• _Tekstfragment_
#####

3.4. Ten aanzien van het beroep van [appellant] gericht tegen de in artikel 5, lid 5.2.1, aanhef en onder e, van de planregels toegestane bouwhoogte van maximaal 8,5 meter overweegt de Afdeling als volgt. De afstand van het perceel van [appellant] tot het gewijzigde bestemmingsvlak op het perceel aan de [locatie] is ongeveer 40 meter. Tevens heeft de raad onweersproken gesteld dat de toegestane bouwhoogte niet is verruimd ten opzichte van het voorheen geldende bestemmingsplan. Gelet hierop ziet de Afdeling geen aanleiding voor het oordeel dat de toegestane bouwhoogte leidt tot een onevenredige aantasting van het woon- en leefklimaat van [appellant].
3.5. Wat betreft de eventuele nadelige invloed van de verschuiving van het bestemmingsvlak op de waarde van het perceel van [appellant], overweegt de Afdeling dat geen grond bestaat voor de verwachting dat die mogelijke waardevermindering zodanig zal zijn dat de raad bij de afweging van de belangen hieraan een groter gewicht had moeten toekennen dan aan de belangen die met de verschuiving van het bestemmingsvlak aan de orde zijn.

#####

[Opgeslagen records]
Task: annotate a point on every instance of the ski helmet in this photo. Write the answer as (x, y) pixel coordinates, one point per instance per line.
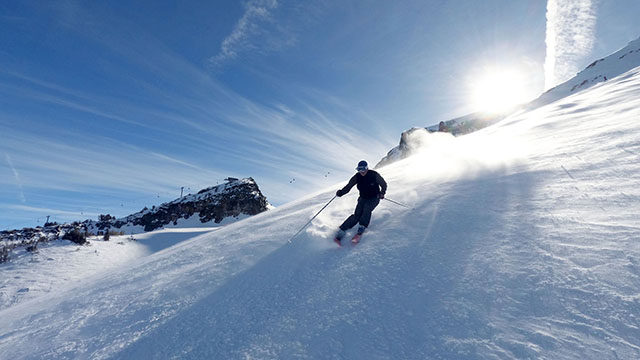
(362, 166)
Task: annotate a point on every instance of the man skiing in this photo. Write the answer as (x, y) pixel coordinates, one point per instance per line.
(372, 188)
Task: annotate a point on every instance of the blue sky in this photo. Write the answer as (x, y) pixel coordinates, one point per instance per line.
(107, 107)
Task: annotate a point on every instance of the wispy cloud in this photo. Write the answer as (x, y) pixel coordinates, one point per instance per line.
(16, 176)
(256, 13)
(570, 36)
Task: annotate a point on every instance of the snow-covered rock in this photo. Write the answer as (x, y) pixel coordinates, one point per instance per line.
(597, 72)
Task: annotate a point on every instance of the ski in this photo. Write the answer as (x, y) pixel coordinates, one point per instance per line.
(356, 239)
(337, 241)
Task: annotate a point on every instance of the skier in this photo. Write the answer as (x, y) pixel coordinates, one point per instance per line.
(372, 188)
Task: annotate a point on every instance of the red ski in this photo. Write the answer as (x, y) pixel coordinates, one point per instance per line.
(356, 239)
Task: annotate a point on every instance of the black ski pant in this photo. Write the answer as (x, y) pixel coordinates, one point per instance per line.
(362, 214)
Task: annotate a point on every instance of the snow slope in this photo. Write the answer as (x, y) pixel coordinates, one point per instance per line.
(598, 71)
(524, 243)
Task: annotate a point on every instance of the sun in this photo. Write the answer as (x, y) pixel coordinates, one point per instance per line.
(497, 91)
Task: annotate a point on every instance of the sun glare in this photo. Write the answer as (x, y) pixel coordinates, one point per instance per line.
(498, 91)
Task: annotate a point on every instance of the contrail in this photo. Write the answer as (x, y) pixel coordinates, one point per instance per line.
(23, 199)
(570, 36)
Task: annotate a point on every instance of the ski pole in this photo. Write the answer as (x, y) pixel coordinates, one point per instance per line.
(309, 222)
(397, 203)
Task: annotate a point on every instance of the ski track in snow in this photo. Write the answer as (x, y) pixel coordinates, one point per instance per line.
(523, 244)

#####

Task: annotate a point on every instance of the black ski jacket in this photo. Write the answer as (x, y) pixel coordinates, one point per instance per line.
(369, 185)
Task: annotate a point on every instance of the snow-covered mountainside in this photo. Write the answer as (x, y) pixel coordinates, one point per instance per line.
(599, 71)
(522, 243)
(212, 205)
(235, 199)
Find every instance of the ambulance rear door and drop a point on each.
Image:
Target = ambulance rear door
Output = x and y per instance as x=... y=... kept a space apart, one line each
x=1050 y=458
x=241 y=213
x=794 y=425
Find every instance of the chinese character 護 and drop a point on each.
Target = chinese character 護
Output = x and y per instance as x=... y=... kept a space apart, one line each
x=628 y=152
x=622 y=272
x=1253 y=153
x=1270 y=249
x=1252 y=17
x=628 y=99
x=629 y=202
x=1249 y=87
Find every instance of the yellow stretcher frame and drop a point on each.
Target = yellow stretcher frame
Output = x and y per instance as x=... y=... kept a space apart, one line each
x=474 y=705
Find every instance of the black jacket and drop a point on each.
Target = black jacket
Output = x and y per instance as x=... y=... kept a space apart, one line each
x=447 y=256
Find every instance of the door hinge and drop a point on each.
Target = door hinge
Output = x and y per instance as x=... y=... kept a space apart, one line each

#####

• _Opdrachten_
A – Welke maximale bouwhoogte staan de planregels toe volgens het tekstfragment over het bestemmingsplan?
B – Leg uit waarom de Afdeling in het tekstfragment over het bestemmingsplan geen onevenredige aantasting van het woon- en leefklimaat ziet door de toegestane bouwhoogte.
C – Schrijf het tekstfragment over het bestemmingsplan verder vanaf het punt waar het ophoudt.

• _Antwoorden per opdracht_
A – Maximaal 8,5 meter.

B – Het perceel van de appellant ligt ongeveer 40 meter van het gewijzigde bestemmingsvlak. Bovendien heeft de raad onweersproken gesteld dat de toegestane bouwhoogte niet is verruimd ten opzichte van het eerder geldende bestemmingsplan.

C –
3.6. De Afdeling ziet in hetgeen [appellant] heeft aangevoerd geen aanleiding voor het oordeel dat de raad in dit geval niet in redelijkheid een zwaarder gewicht heeft kunnen toekennen aan de belangen die met de verschuiving van het bestemmingsvlak zijn gediend dan aan het belang dat [appellant] heeft bij het niet wijzigen van het bestemmingsvlak ten opzichte van het ontwerpplan.
3.7. De betogen falen.
4. Het beroep is ongegrond.
5. Voor een proceskostenveroordeling bestaat geen aanleiding.
Beslissing
De Afdeling bestuursrechtspraak van de Raad van State:
verklaart het beroep ongegrond.
Aldus vastgesteld door mr. N.S.J. Koeman, lid van de enkelvoudige kamer, in tegenwoordigheid van mr. B. Klein Nulent, ambtenaar van staat.
w.g. Koeman w.g. Klein Nulent
lid van de enkelvoudige kamer ambtenaar van staat
Uitgesproken in het openbaar op 9 april 2014
218-810.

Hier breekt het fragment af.